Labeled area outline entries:
┌────────

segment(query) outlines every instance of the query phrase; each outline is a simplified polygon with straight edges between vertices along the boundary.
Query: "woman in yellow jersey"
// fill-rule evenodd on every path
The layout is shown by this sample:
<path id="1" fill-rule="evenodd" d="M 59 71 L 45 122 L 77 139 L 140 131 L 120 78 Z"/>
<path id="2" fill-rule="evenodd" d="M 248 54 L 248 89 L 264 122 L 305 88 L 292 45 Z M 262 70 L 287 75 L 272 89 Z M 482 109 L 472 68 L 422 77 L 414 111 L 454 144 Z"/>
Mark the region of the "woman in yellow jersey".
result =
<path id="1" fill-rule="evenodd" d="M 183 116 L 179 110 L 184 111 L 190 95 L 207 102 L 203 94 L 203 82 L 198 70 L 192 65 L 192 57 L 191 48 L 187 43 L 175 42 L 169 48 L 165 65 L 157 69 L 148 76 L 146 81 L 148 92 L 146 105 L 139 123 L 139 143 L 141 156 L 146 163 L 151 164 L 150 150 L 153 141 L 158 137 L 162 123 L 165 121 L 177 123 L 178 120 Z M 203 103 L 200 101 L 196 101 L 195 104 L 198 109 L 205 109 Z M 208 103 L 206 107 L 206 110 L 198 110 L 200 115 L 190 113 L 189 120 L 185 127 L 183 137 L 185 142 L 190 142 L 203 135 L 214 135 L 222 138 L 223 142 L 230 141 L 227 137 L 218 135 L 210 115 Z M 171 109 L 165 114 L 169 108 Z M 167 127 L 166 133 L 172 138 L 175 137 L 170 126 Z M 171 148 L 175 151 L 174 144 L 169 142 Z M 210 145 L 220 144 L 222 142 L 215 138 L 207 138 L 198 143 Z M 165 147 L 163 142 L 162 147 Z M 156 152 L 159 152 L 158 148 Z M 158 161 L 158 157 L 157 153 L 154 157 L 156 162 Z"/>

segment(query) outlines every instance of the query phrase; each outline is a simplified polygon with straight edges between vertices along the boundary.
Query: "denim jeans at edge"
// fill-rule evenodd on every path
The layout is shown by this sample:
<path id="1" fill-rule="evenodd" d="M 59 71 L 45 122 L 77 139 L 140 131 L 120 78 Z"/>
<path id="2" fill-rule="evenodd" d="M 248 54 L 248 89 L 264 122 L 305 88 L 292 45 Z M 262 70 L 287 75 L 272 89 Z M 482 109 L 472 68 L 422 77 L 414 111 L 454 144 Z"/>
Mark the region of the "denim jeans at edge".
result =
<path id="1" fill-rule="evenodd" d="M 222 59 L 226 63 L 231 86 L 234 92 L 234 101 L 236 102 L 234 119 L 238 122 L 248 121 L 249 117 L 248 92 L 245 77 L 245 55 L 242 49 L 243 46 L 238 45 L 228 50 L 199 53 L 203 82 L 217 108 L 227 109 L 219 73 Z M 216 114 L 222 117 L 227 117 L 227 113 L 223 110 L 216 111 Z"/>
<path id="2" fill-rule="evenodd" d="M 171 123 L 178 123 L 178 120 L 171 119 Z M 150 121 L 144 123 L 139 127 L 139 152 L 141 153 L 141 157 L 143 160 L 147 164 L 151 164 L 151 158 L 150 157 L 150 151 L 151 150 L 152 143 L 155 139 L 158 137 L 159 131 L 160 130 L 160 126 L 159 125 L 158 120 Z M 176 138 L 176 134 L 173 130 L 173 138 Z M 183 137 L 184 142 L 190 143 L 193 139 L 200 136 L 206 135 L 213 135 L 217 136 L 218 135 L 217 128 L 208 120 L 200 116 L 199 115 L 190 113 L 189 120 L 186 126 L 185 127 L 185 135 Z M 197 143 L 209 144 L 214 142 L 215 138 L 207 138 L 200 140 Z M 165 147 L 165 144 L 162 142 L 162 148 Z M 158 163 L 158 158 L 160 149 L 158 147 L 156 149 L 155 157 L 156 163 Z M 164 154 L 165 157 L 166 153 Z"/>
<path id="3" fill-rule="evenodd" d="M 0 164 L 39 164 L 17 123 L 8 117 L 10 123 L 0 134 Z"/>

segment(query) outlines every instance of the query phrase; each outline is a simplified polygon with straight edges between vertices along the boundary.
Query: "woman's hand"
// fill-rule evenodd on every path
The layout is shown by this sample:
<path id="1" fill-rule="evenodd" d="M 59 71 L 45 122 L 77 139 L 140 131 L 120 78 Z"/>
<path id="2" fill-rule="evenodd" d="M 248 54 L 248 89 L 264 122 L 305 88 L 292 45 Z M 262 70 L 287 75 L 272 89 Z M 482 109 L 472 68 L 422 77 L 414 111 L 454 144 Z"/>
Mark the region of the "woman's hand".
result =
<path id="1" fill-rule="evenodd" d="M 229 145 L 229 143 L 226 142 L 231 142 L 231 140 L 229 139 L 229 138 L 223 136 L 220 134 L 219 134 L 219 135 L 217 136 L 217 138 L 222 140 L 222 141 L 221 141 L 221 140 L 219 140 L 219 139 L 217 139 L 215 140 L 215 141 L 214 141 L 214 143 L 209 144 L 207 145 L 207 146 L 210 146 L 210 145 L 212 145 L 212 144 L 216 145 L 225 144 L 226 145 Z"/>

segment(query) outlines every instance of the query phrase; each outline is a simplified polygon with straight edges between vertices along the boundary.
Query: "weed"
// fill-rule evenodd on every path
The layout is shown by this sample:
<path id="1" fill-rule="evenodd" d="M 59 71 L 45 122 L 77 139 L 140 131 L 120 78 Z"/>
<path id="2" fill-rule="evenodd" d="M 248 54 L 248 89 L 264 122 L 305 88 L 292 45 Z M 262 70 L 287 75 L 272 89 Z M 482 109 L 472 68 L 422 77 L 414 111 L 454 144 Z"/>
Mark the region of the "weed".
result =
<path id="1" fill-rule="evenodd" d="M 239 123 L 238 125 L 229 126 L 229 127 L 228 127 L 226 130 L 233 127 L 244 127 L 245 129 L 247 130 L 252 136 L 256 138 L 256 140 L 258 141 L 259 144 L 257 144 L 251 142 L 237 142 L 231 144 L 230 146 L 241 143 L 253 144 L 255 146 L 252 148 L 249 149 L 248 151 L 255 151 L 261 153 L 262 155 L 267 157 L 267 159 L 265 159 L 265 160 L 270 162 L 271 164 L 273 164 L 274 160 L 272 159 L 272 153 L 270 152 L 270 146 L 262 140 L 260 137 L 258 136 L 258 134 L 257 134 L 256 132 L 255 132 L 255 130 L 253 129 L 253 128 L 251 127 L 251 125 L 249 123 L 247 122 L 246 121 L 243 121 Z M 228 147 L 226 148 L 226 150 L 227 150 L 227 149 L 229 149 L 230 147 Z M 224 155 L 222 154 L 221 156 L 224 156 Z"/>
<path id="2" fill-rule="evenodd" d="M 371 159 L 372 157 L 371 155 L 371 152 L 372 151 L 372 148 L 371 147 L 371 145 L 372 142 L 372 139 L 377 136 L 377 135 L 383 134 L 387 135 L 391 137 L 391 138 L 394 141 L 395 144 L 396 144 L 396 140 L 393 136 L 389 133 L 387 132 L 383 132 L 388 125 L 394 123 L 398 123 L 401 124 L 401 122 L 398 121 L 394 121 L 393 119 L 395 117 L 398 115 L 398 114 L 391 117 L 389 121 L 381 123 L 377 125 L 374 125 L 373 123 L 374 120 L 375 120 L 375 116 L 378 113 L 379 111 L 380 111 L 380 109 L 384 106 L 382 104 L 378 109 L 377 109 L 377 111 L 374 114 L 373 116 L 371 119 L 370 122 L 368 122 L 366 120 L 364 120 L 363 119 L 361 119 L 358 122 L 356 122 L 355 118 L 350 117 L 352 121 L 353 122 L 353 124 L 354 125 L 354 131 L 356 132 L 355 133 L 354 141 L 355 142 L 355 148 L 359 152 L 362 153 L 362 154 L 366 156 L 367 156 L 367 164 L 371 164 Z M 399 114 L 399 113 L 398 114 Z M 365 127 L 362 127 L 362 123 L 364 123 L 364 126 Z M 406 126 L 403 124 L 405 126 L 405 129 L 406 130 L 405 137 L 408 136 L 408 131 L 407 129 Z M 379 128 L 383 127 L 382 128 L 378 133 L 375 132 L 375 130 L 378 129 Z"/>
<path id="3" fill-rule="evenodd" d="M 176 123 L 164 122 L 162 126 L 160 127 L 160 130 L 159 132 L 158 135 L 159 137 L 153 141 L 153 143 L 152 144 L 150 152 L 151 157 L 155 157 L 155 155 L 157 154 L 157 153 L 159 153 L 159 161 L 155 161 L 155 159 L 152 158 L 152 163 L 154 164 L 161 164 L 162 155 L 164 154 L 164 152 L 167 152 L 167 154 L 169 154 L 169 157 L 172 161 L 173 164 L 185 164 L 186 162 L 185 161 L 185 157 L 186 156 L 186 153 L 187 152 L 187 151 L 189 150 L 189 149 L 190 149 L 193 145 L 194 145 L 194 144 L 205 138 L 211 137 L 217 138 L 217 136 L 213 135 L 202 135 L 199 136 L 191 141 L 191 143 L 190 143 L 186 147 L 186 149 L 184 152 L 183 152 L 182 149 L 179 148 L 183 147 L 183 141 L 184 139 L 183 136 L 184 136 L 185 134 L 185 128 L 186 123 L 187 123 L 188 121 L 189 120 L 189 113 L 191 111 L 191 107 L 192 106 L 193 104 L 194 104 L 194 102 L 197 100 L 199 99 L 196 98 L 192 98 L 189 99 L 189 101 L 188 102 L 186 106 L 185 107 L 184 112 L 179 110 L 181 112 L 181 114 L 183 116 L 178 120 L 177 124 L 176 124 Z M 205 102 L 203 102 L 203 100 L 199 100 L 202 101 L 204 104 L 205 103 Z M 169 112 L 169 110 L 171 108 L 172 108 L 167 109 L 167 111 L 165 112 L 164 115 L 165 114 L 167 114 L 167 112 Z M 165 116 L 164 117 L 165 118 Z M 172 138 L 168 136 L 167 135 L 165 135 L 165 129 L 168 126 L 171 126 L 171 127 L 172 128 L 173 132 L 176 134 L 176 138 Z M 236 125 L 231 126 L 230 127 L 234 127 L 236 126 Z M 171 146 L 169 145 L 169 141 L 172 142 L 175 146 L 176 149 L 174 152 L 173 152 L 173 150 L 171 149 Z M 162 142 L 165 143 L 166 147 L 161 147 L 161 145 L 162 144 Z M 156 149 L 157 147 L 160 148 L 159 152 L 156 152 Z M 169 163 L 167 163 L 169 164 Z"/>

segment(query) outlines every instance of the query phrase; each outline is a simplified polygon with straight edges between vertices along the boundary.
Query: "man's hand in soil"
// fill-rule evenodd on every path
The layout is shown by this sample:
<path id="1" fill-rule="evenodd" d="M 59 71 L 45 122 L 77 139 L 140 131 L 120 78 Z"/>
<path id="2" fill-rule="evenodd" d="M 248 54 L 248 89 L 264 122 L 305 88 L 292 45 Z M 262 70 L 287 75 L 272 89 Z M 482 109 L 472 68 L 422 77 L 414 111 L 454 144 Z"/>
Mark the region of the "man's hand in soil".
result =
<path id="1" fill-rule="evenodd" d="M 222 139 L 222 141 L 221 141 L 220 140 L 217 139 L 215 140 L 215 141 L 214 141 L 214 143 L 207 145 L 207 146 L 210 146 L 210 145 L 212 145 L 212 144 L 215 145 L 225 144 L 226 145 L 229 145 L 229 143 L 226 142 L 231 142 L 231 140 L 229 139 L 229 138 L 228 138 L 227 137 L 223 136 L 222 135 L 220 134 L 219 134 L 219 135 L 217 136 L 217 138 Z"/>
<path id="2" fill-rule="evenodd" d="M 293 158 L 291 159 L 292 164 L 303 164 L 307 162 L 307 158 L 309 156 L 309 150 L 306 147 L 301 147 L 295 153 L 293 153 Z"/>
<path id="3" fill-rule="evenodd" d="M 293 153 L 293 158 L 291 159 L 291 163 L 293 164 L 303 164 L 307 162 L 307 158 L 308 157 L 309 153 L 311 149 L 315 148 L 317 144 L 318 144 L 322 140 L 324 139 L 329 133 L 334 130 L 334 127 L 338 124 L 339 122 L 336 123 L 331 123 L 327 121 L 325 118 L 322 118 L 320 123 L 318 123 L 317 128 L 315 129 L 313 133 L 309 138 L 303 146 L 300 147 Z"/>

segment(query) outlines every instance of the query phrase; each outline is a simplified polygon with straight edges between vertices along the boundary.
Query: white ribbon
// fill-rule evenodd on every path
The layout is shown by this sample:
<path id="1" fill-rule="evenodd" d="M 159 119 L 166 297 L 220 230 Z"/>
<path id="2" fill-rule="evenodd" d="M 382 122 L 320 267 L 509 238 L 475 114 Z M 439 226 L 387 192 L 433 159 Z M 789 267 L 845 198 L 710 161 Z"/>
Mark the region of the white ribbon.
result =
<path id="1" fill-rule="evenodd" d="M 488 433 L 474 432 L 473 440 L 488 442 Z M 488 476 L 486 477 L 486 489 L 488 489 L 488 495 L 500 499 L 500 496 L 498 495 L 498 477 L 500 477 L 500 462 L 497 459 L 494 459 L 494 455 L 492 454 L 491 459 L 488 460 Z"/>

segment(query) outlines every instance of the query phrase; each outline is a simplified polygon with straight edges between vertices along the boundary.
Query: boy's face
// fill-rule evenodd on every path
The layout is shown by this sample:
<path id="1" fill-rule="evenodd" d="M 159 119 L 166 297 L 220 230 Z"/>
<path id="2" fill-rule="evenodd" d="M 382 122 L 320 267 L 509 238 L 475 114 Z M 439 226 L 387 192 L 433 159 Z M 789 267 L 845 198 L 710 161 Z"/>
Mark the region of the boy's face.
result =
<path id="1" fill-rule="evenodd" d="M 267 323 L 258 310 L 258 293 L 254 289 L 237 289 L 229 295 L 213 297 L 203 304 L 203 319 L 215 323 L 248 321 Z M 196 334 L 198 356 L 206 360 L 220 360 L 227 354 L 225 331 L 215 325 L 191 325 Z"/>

└────────

** Exercise requirements **
How many lines in the listing above contain the string "jeans"? Reply with the number alone.

** Finished answer **
2